* STATED TASK
Copy every line of the listing exactly.

*-*-*

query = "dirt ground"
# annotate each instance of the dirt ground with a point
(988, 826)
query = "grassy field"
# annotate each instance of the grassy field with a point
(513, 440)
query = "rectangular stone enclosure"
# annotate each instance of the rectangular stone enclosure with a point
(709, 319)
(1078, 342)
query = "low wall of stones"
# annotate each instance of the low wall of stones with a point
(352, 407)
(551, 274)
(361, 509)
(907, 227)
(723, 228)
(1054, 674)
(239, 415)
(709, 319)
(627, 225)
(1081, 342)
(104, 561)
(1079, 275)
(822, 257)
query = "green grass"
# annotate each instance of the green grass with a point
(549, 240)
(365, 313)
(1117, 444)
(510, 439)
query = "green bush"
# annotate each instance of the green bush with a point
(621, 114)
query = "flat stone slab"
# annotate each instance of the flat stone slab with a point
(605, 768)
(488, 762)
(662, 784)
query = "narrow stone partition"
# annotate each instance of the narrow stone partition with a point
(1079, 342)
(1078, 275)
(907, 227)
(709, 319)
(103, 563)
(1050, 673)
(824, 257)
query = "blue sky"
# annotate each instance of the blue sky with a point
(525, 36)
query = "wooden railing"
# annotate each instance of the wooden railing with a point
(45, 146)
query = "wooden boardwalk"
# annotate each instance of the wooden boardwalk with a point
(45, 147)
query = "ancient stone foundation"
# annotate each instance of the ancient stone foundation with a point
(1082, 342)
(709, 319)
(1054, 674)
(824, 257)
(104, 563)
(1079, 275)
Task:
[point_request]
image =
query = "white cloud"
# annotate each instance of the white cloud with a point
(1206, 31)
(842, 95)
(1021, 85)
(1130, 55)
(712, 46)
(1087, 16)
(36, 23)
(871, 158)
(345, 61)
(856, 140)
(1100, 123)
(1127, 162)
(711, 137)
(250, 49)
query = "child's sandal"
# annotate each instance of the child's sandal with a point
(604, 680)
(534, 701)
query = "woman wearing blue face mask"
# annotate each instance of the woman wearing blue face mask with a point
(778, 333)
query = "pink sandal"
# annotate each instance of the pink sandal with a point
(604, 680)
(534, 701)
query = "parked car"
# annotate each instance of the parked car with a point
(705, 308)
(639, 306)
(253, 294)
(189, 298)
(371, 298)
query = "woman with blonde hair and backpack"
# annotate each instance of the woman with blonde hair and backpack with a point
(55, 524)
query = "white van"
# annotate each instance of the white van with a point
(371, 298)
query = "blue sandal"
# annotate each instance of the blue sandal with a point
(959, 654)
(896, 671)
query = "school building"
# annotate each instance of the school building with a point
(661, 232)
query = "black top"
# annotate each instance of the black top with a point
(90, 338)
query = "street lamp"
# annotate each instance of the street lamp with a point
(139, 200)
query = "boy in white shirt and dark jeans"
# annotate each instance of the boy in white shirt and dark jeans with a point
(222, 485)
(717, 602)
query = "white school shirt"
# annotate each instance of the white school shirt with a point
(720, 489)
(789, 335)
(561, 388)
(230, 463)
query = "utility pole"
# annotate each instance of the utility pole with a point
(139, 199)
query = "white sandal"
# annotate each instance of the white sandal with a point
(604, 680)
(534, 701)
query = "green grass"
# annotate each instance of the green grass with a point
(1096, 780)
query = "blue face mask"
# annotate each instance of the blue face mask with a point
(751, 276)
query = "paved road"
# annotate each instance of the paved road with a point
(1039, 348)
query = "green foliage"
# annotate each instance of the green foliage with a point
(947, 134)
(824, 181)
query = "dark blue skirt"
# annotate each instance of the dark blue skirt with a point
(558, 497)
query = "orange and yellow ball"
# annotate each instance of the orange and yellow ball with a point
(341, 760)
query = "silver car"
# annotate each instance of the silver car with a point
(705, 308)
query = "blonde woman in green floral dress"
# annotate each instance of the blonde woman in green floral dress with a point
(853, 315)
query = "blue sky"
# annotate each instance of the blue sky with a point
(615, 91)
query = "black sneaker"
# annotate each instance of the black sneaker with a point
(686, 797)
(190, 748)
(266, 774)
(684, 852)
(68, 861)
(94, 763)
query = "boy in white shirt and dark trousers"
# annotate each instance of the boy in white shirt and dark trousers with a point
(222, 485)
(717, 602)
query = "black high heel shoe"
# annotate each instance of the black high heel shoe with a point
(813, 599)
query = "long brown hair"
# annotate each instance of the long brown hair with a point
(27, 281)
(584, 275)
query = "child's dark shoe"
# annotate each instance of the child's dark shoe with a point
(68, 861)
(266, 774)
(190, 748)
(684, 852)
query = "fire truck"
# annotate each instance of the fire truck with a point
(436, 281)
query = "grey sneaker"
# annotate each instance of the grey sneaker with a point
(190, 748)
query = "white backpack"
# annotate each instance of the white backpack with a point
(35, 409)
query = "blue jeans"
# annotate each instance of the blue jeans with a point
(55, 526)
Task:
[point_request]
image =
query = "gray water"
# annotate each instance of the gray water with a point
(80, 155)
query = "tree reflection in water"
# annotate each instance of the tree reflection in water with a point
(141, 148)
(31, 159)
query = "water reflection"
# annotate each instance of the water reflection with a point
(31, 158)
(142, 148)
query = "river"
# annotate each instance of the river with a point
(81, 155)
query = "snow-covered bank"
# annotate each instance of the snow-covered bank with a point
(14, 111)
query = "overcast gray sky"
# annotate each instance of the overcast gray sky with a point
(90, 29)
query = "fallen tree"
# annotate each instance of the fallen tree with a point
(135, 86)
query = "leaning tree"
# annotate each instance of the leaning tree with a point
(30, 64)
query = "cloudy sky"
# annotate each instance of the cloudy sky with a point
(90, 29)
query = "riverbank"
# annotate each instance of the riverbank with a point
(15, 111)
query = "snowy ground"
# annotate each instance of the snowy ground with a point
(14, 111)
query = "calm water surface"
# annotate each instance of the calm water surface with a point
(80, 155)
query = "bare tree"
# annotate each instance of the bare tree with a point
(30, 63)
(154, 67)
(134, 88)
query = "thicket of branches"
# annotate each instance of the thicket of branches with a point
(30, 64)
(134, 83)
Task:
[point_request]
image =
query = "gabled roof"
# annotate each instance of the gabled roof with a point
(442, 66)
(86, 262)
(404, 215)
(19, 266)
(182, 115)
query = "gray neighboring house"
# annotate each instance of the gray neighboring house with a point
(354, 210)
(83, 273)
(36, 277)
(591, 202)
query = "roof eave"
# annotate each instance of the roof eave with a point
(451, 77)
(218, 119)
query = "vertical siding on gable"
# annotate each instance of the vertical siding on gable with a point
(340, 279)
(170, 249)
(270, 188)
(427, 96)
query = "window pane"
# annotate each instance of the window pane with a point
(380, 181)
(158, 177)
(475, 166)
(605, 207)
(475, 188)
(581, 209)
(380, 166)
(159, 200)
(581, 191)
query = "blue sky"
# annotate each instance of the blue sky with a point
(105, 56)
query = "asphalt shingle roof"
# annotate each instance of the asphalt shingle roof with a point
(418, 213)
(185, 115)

*-*-*

* ANSWER IN FULL
query = "dirt ground"
# annotate each instance of the dirt ground with a point
(988, 826)
query = "grassy field"
# annotate each instance of the grassy field with a point
(513, 440)
query = "rectangular stone enclosure"
# annotate each instance of the rectangular stone enclosure with a point
(709, 319)
(1078, 342)
query = "low wall of stones"
# annotate each instance of the low wall of stones with a point
(352, 407)
(551, 274)
(361, 509)
(907, 227)
(723, 228)
(1054, 674)
(239, 415)
(709, 319)
(627, 225)
(1081, 342)
(104, 561)
(1079, 275)
(822, 257)
query = "green grass"
# annotate each instance of the green grass with a point
(549, 240)
(365, 313)
(1117, 444)
(510, 439)
query = "green bush"
# annotate each instance of the green bush with a point
(621, 114)
query = "flat stone slab"
# annotate each instance of the flat stone slab with a point
(605, 768)
(488, 762)
(662, 784)
query = "narrow stone partition"
# annotate each instance of the narrow stone partition with a point
(1079, 342)
(1078, 275)
(907, 227)
(709, 319)
(103, 563)
(1050, 673)
(824, 257)
query = "blue sky"
# annotate each instance of the blue sky with a point
(525, 36)
query = "wooden railing"
# annotate each instance of the wooden railing with a point
(45, 146)
query = "wooden boardwalk"
# annotate each instance of the wooden boardwalk with a point
(45, 147)
query = "ancient stone foundation"
# annotate each instance of the ancient stone foundation with a point
(1082, 342)
(709, 319)
(1054, 674)
(824, 257)
(104, 563)
(1079, 275)
Task:
[point_request]
image =
query = "white cloud"
# annotate each instance of the white cloud with a point
(1206, 31)
(842, 95)
(1021, 85)
(1130, 55)
(712, 46)
(1087, 16)
(36, 23)
(871, 158)
(345, 61)
(856, 140)
(1100, 123)
(1127, 162)
(711, 137)
(250, 49)
query = "child's sandal"
# annotate each instance of the child's sandal with a point
(604, 680)
(534, 701)
query = "woman wearing blue face mask"
# annotate each instance of the woman wearing blue face mask with a point
(778, 333)
query = "pink sandal"
# annotate each instance of the pink sandal with a point
(604, 680)
(534, 701)
query = "parked car"
# annotate each instance of the parked car with a point
(705, 308)
(639, 306)
(253, 294)
(189, 298)
(371, 298)
query = "woman with blonde hair and backpack"
# annotate each instance of the woman with blonde hair and backpack with a point
(55, 524)
query = "white van"
# annotate each instance of the white van with a point
(371, 298)
query = "blue sandal"
# annotate each instance of the blue sandal with a point
(959, 654)
(896, 671)
query = "school building"
# annotate each instance of the school building with a point
(661, 232)
query = "black top"
# annotate each instance of the black top with a point
(90, 338)
query = "street lamp"
# annotate each instance of the street lamp with a point
(139, 200)
query = "boy in white shirt and dark jeans"
# annotate each instance of the boy in white shirt and dark jeans with a point
(222, 485)
(717, 602)
query = "white school shirt"
# annotate each instance of the white school shirt with a point
(720, 489)
(789, 335)
(561, 388)
(230, 463)
query = "utility pole"
# annotate each instance of the utility pole with a point
(139, 199)
query = "white sandal"
# annotate each instance of the white sandal with a point
(604, 680)
(534, 701)
query = "green grass"
# annotate each instance of the green grass with a point
(1096, 780)
query = "blue face mask"
# annotate each instance of the blue face mask with a point
(751, 276)
query = "paved road"
# annotate each instance of the paved road with a point
(1039, 348)
query = "green foliage"
# annotate each instance of the green foliage with a point
(947, 134)
(824, 181)
query = "dark blue skirt"
# annotate each instance of the dark blue skirt with a point
(558, 497)
query = "orange and yellow ball"
# annotate each instance of the orange and yellow ball with a point
(341, 760)
query = "silver car"
# annotate each instance of the silver car with a point
(705, 308)
query = "blonde woman in green floral dress"
# annotate each instance of the blonde woman in green floral dress with a point
(853, 315)
query = "blue sky"
# annotate each instance of the blue sky with a point
(615, 91)
query = "black sneaker"
# annotate each instance of the black sneaker with a point
(686, 797)
(190, 748)
(266, 774)
(684, 852)
(68, 861)
(94, 763)
query = "boy in white shirt and dark trousers"
# annotate each instance of the boy in white shirt and dark trousers with a point
(222, 485)
(717, 602)
query = "black high heel shoe"
# annotate each instance of the black high heel shoe with a point
(813, 599)
query = "long brown hair"
# annotate each instance of the long brown hair with a point
(27, 281)
(584, 275)
query = "child's dark shoe"
# annotate each instance of the child's dark shoe with a point
(68, 861)
(266, 774)
(190, 748)
(684, 852)
query = "fire truck"
# annotate each instance of the fire truck with a point
(436, 281)
query = "grey sneaker"
# annotate each instance of the grey sneaker with a point
(190, 748)
query = "white backpack"
# annotate each instance of the white backpack with a point
(35, 409)
query = "blue jeans"
# annotate each instance of the blue jeans with a point
(55, 526)
Task:
[point_request]
image =
query = "gray water"
# annotate each instance of the gray water with a point
(80, 155)
query = "tree reflection in water"
# annotate each instance of the tree reflection in water with a point
(141, 148)
(31, 159)
query = "water reflection"
# annotate each instance of the water reflection with a point
(31, 158)
(142, 148)
query = "river"
# annotate each instance of the river with a point
(81, 155)
query = "snow-covered bank"
# annotate each instance of the snow-covered bank with a point
(14, 111)
query = "overcast gray sky"
# annotate each instance of the overcast gray sky with a point
(90, 29)
query = "fallen tree"
# annotate each instance of the fallen tree with a point
(135, 86)
query = "leaning tree"
# annotate each instance of the leaning tree with a point
(30, 64)
query = "cloudy sky"
# annotate each instance of the cloudy sky with a point
(90, 29)
query = "riverbank"
# annotate each instance of the riverbank with a point
(15, 111)
query = "snowy ground"
# annotate each instance of the snowy ground with a point
(14, 111)
query = "calm water surface"
# annotate each instance of the calm water surface with a point
(80, 155)
query = "bare tree"
# annotate each instance of the bare tree with a point
(30, 63)
(154, 67)
(134, 88)
query = "thicket of branches"
# annotate each instance of the thicket of branches with a point
(30, 64)
(134, 83)
Task:
[point_request]
image =
query = "gabled roof"
# annotate each instance of the gabled roof with a point
(442, 66)
(86, 262)
(404, 215)
(19, 266)
(182, 115)
query = "gray neighboring house"
# annotate each instance of the gray neighboring house with a point
(354, 210)
(83, 273)
(36, 277)
(591, 202)
query = "roof eave"
# annotate each instance of the roof eave with a point
(451, 77)
(218, 119)
query = "vertical siding on gable"
# annotate each instance of the vertical siding on gable with a point
(340, 279)
(170, 249)
(270, 188)
(427, 96)
query = "window pane"
# annotate each instance of the window pane with a point
(380, 181)
(158, 177)
(475, 166)
(605, 207)
(475, 188)
(581, 209)
(380, 166)
(159, 200)
(581, 191)
query = "blue sky"
# annotate each instance of the blue sky with a point
(105, 56)
query = "asphalt shingle roof"
# annotate each instance of the asphalt shingle roof with a point
(418, 213)
(185, 115)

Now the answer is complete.